Look for the line containing "In this exercise you will mark each instance of the field" in the listing below. Retype that line and every subsequent line through the last one, and only those.
--*--
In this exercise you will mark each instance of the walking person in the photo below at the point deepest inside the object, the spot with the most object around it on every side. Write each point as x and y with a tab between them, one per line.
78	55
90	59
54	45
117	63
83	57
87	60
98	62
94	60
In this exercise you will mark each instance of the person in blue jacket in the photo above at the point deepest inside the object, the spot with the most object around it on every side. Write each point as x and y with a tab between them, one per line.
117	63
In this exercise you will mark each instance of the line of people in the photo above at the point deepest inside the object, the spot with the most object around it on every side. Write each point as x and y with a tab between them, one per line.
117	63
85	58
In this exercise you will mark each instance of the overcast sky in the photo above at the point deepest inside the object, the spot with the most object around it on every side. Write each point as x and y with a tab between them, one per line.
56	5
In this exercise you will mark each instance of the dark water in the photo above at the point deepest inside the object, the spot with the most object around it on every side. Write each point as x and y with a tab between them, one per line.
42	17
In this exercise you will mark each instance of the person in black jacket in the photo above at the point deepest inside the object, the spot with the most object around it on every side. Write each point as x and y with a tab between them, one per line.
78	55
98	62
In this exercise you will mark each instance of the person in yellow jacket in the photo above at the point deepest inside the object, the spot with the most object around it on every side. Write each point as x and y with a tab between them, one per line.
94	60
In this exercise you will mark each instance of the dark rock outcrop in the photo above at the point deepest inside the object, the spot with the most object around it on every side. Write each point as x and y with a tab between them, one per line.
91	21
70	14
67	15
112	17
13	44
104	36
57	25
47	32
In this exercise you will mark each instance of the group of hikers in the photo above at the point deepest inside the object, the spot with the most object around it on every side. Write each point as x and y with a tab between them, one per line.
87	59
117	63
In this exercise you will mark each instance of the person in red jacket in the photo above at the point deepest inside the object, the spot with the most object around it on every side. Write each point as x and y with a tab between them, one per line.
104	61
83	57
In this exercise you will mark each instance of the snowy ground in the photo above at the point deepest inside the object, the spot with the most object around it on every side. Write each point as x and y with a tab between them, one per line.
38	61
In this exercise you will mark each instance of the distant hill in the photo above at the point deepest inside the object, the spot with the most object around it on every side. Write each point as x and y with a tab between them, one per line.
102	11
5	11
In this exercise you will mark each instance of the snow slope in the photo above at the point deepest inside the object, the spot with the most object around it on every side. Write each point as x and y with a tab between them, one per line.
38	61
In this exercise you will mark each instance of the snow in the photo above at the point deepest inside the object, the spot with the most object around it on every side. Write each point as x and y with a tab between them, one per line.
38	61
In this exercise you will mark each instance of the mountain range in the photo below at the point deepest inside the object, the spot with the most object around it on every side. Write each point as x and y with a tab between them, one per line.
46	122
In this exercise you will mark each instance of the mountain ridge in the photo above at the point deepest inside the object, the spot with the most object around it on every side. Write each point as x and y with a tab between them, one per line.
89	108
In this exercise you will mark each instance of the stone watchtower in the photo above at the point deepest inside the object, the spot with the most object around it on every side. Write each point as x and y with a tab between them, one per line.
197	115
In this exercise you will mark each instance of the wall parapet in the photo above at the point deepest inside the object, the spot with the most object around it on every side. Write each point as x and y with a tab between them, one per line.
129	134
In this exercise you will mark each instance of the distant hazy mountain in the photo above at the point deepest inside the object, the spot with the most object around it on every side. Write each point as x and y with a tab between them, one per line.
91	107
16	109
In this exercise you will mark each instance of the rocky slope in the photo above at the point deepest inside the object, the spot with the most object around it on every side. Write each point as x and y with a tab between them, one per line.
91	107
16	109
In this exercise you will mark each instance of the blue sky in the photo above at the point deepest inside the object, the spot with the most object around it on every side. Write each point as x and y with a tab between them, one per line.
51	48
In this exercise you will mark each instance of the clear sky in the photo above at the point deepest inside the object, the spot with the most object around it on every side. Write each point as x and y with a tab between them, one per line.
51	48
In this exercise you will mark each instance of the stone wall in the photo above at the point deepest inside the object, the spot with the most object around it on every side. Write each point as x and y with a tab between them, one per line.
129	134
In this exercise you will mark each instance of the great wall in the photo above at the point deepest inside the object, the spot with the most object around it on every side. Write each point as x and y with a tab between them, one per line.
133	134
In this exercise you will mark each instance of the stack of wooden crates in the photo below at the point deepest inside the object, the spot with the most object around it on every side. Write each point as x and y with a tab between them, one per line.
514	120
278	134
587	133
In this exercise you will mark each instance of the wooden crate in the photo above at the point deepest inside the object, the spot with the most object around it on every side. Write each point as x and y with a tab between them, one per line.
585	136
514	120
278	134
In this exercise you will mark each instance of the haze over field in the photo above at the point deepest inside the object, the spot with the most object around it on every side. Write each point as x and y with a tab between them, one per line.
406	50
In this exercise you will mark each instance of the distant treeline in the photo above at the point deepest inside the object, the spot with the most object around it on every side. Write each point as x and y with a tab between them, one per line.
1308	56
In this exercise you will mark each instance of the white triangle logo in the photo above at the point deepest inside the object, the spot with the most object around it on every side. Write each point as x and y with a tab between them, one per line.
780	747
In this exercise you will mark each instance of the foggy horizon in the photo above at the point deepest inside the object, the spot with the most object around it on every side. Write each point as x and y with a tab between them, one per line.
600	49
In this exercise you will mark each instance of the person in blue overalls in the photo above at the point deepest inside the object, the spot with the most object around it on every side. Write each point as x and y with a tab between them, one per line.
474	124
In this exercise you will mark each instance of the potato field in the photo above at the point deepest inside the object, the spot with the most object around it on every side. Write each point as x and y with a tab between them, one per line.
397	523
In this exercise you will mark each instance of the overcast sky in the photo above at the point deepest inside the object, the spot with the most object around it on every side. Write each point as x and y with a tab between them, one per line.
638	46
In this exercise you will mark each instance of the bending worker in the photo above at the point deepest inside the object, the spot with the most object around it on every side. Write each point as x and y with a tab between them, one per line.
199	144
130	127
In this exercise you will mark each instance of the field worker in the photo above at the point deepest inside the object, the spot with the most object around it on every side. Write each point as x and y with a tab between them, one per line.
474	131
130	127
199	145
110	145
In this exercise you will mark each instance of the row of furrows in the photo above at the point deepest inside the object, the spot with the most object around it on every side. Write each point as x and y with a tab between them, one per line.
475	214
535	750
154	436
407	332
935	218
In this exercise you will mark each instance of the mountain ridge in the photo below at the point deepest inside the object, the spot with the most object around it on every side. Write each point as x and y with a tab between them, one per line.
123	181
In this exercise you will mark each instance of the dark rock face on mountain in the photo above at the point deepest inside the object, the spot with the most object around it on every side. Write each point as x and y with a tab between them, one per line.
--*--
> WRITTEN RESPONSE:
In this exercise you will mark each instance of the field worker in the photo above at the point deepest inside the object, the spot with the most object around it on every side. Write each point as x and y with a tab between them, one per line.
474	131
130	127
199	145
110	145
In this exercise you will mark each instance of the row of furrows in the photo above at the point deepest inside the object, the spot with the most object around it on every side. Write each point as x and y with a tab between them, one per line.
475	214
535	750
154	436
407	332
935	218
In this exercise you will mark each instance of the mountain ridge in the photo below at the point deepest inside the object, the spot with the most object around it on every side. Write each point as x and y with a tab between them, one per line.
123	181
In this exercise you will mark each instance of the dark rock face on mountain in the photo above at the point deepest inside the object, the spot with the most object around it on every side. Write each point as x and y with a tab between them, one per line.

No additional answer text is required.